◆ REQUIRED WORK
**A)** Name every outcome that, according to Thesis #8 below, the network of interacting molecules sustains.
**B)** Carry on writing the Thesis #8 passage below, starting right after its final sentence.

Thesis #8 This complex genomic foundation for adaptation in turn produces a still more complex network of interacting molecules that sustain survival, health, fertility, and function.
Arising from the genetic complexity of healthy function is a still more complex set of interacting products of DNA sequences: all the RNAs transcribed from DNA and all the proteins that are made from RNAs. These in turn interact with each other, with other molecules that make up cells, and even with the DNA from whence they came.
So the genomic complexity of the DNA that underlies health is just the simplest dimension of healthy function. What is erected from the linear strands of DNA that make up our genomes is three-dimensional, and teeming with a fury of interactions. Many of these interactions happen quickly, while others proceed only slowly. But this network is all in motion and in interaction.
It has been the long-standing, indeed hubristic, conceit of molecular and reductionist biology that this vast three-dimensional matrix of furiously interacting gene-products can be understood using such simple linear paradigms as their concept of pathways.

◆ RAW DATA
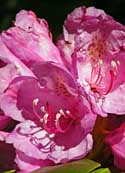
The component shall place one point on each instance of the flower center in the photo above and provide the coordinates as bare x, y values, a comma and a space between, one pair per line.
97, 82
53, 123
97, 48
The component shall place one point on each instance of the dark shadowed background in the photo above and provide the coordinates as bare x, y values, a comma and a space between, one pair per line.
55, 11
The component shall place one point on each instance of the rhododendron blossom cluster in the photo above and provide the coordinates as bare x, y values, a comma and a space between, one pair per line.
51, 95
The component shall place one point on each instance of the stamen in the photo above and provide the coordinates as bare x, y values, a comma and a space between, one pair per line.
111, 83
42, 109
35, 103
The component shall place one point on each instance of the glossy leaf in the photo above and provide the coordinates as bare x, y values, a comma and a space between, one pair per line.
102, 170
72, 167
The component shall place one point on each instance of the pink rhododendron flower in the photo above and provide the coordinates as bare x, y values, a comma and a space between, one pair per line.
29, 40
7, 154
116, 141
52, 114
92, 47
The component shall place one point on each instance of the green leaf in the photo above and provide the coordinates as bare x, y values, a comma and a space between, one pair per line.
101, 170
81, 166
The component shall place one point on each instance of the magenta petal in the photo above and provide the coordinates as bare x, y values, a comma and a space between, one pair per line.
116, 141
29, 40
115, 101
7, 154
4, 121
29, 164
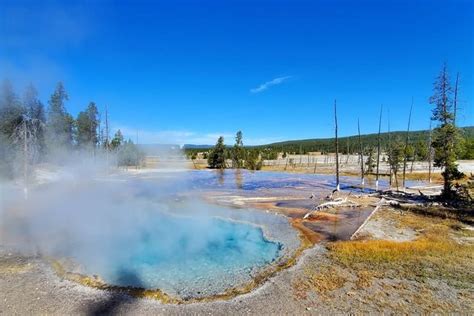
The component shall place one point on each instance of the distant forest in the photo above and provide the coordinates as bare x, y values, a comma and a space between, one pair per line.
350, 144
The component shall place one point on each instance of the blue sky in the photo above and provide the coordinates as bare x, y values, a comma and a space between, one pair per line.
189, 71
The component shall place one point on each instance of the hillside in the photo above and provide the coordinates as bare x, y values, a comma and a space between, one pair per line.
348, 143
351, 142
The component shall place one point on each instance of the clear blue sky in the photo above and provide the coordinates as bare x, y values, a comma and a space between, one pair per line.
188, 71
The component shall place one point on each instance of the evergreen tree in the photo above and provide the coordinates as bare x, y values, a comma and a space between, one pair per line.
370, 163
129, 154
60, 124
117, 141
36, 114
11, 109
216, 159
12, 114
396, 157
238, 151
446, 135
252, 160
87, 127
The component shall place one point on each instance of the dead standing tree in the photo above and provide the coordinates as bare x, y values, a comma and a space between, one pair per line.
455, 101
337, 148
378, 151
430, 153
361, 155
26, 135
407, 138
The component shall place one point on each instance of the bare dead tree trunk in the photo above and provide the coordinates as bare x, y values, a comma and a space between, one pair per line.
337, 147
106, 139
25, 159
361, 155
415, 152
430, 155
456, 98
406, 145
378, 150
389, 150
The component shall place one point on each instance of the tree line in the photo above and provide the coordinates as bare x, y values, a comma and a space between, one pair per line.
441, 146
31, 132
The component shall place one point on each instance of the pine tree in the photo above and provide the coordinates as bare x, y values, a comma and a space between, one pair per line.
216, 159
117, 141
87, 125
396, 158
12, 114
60, 124
238, 151
446, 135
36, 113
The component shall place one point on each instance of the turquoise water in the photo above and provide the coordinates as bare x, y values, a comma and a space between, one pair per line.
182, 255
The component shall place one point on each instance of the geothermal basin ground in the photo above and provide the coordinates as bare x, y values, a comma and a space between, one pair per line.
222, 242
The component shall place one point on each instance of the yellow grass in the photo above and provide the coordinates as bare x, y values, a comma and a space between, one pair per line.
435, 254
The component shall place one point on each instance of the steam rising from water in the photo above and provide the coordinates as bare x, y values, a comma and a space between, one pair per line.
133, 230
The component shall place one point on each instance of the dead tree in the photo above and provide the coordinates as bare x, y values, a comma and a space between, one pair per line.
107, 138
337, 148
361, 155
455, 101
389, 149
406, 145
430, 154
378, 150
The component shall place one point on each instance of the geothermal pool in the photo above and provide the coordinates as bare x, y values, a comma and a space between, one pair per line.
196, 256
157, 230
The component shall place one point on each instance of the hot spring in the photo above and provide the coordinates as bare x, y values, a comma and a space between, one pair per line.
137, 231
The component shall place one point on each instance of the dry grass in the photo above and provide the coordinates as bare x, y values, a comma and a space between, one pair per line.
12, 266
435, 254
323, 281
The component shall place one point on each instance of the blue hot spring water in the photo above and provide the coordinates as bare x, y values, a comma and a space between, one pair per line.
186, 256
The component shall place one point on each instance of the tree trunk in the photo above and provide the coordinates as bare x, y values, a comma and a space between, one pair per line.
378, 150
406, 145
361, 155
337, 147
455, 103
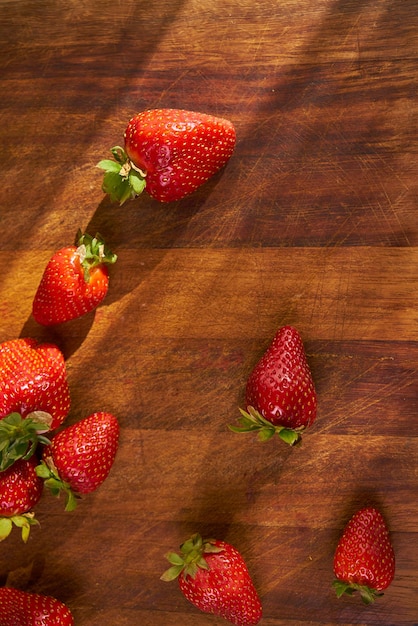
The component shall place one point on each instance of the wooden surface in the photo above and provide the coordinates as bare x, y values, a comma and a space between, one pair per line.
312, 223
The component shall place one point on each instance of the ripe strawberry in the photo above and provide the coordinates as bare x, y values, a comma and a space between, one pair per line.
34, 396
213, 576
20, 490
364, 560
80, 456
168, 152
280, 392
75, 281
21, 608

◆ ANSWERS IN ORDER
**A)** Survival, health, fertility, and function.

**B)**
It is indeed correct that there are some major channels that weave their way through the hurly-burly within cells, and among cells within organisms. But focusing solely on these major channels of biological causation would be like an attempt to understand the population and economy of Los Angeles in terms of its interstate freeways alone. Yes, cutting these freeways, or diverting them wholesale, has a major impact on the economy of the Southern California conurbation. But determining the impact of such wholesale disruptions is very different from a satisfactory analysis of the complexity of this urban region’s economy.
Thus, in developing a useful understanding of this complex three-dimensional web of cellular and organismal function, we need to use conceptual tools that are adequate to the task. Unfortunately, the reductionist toolkit of traditional 20th Century molecular and cell biology simply is not adequate, in strictly scientific terms. It isn’t just crude and mechanical. It is wrong.
Instead, we must look to such open-ended intellectual tools as population genetics, quantitative genetics, and systems biology to make sense of the explosive complexity of biological function. And such tools are inherently mathematical and computational.